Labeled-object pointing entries
++++++++++

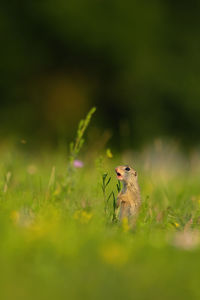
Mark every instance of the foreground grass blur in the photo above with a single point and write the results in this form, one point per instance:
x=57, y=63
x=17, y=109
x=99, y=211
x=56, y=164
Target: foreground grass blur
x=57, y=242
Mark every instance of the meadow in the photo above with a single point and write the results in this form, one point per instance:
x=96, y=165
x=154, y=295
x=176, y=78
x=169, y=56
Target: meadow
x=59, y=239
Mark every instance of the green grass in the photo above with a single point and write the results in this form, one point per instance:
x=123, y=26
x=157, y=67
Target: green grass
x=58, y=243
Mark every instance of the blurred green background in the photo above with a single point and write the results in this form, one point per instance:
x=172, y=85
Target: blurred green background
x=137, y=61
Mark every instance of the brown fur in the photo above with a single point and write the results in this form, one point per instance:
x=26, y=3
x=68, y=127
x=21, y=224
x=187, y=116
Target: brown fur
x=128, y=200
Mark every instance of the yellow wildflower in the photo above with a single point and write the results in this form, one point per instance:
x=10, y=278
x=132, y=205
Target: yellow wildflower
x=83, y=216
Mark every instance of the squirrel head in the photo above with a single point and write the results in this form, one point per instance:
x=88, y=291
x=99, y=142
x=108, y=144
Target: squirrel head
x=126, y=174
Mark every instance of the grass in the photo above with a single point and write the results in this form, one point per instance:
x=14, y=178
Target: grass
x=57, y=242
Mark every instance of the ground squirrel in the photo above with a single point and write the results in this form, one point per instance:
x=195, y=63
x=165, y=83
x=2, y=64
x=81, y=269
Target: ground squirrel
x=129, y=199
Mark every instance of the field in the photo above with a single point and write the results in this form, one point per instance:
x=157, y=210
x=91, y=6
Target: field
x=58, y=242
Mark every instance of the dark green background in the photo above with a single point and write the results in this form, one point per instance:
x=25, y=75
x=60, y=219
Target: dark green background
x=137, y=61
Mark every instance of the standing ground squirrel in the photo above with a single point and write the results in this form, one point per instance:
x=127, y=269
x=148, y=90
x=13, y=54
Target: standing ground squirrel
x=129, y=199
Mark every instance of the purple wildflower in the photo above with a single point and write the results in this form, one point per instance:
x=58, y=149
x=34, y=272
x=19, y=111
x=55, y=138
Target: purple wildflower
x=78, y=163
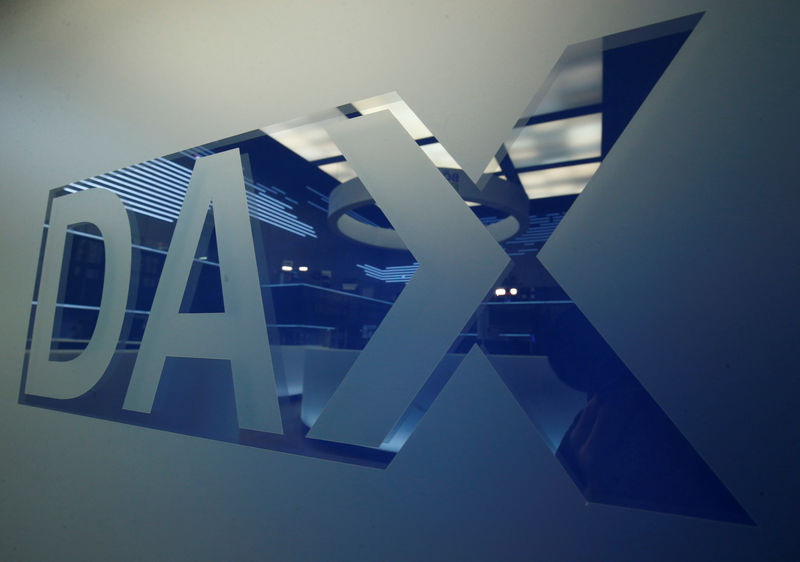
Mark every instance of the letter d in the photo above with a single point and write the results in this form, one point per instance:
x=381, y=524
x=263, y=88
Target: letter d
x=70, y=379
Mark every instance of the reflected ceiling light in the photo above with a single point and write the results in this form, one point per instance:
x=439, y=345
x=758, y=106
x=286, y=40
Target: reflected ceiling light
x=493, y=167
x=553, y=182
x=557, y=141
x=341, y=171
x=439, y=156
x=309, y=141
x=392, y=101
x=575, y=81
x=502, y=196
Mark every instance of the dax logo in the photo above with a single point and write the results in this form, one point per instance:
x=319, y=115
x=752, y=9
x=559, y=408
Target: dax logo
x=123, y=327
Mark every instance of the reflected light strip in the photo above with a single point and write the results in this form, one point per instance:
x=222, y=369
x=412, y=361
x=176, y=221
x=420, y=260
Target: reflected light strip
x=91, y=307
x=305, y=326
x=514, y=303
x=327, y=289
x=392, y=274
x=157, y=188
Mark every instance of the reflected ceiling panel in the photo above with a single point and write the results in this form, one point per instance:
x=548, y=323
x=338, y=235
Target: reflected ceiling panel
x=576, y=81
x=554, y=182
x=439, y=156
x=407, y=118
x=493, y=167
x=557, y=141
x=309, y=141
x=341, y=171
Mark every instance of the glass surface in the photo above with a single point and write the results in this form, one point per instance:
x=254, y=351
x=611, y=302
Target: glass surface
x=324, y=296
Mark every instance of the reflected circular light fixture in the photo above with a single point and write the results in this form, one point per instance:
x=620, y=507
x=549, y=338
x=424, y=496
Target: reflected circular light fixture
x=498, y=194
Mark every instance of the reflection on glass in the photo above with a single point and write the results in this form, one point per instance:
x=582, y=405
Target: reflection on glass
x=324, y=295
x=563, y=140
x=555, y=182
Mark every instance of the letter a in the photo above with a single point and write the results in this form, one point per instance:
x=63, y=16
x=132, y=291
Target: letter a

++++++++++

** What is being asked **
Produce an exact copy of each line of data, skipping embedded images.

** Completed task **
Mark every instance of the foreground grass blur in the photo above with a single point and write the results in this form, one point per instance:
x=57, y=63
x=17, y=109
x=99, y=211
x=56, y=164
Target: foreground grass blur
x=57, y=242
Mark every instance of the meadow in the photo above with a single point and write the results in this form, one point per instance:
x=96, y=165
x=154, y=295
x=176, y=78
x=169, y=56
Target: meadow
x=59, y=239
Mark every instance of the green grass in the photo above with a single point and write the results in this form, one point per instance:
x=123, y=26
x=157, y=67
Target: green grass
x=58, y=243
Mark every instance of the blurred green background in the photo above with a single point and write the results in this form, one point per instance:
x=172, y=85
Target: blurred green background
x=137, y=61
Mark every instance of the brown fur in the photo above with a single point and write the results in this form, one point per instance:
x=26, y=3
x=68, y=127
x=21, y=224
x=187, y=116
Target: brown fur
x=128, y=200
Mark every instance of the yellow wildflower in the photo above with a single point and write the results in this form, one point per instance:
x=10, y=278
x=132, y=205
Target: yellow wildflower
x=83, y=216
Mark every instance of the squirrel head in the photo above with a single point and write the results in this form, one point per instance:
x=88, y=291
x=99, y=142
x=108, y=144
Target: squirrel head
x=126, y=174
Mark every instance of the grass in the photo above with a single point and write the results in this form, one point per instance:
x=14, y=178
Target: grass
x=57, y=242
Mark every instance of the ground squirrel in the photo above with a single point and write the results in this form, one point per instance:
x=195, y=63
x=165, y=83
x=2, y=64
x=81, y=269
Target: ground squirrel
x=129, y=199
Mark every instance of the field in the photo above with a single point and write the results in this form, one point per instance:
x=157, y=210
x=91, y=6
Target: field
x=58, y=242
Mark every instance of the dark green background in the photo above with a single point and write the results in this form, one point per instance:
x=25, y=75
x=60, y=219
Target: dark green background
x=137, y=61
Mark every instance of the standing ground squirrel in the photo above with a single point and write the results in this form, one point per instance:
x=127, y=269
x=148, y=90
x=13, y=54
Target: standing ground squirrel
x=129, y=199
Mark every instance of the purple wildflower in the photo above with a single point and write the results in this form, one point per instance:
x=58, y=149
x=34, y=272
x=19, y=111
x=55, y=138
Target: purple wildflower
x=78, y=163
Mark every instance of the letter d in the photo above with a single point and write the results in this form, one point per instance:
x=381, y=524
x=263, y=88
Target: letter d
x=70, y=379
Mark every instance of the reflected ceiling light in the photo above with a single point and write the results in this form, one point per instance:
x=439, y=345
x=758, y=106
x=286, y=40
Target: reflected ceiling light
x=493, y=167
x=553, y=182
x=557, y=141
x=341, y=171
x=439, y=156
x=309, y=141
x=392, y=101
x=575, y=81
x=502, y=196
Mark every instance of the dax logo in the photo above with a single point and write the results in this form, one point per instance:
x=319, y=115
x=752, y=9
x=559, y=408
Target: dax logo
x=123, y=327
Mark every instance of the reflected light strip in the photo above with a single point and write the results in this form, one point per instance:
x=222, y=369
x=412, y=361
x=176, y=221
x=420, y=260
Target: reflected light strip
x=91, y=307
x=305, y=326
x=514, y=303
x=327, y=289
x=392, y=274
x=157, y=188
Mark every instance of the reflected ceiling panel in the photo above with a single point and write the results in this form, one point per instance:
x=548, y=323
x=338, y=235
Target: reflected ceiling panel
x=576, y=81
x=554, y=182
x=439, y=156
x=407, y=118
x=493, y=167
x=557, y=141
x=309, y=141
x=341, y=171
Mark every instance of the glass surface in the photo above with a single point and write the results in this form, one point per instance:
x=254, y=351
x=611, y=302
Target: glass surface
x=324, y=296
Mark every instance of the reflected circular light fixture in the photo above with a single point and write the results in this form, one point per instance:
x=620, y=507
x=549, y=338
x=424, y=496
Target: reflected circular light fixture
x=498, y=194
Mark every instance of the reflection on glass in the photo above with a single point and write the results in this form, one point per instance:
x=582, y=405
Target: reflection on glass
x=324, y=295
x=563, y=140
x=555, y=182
Mark every instance of the letter a in the photo above with a single point and write the results in this form, one point per instance:
x=63, y=16
x=132, y=291
Target: letter a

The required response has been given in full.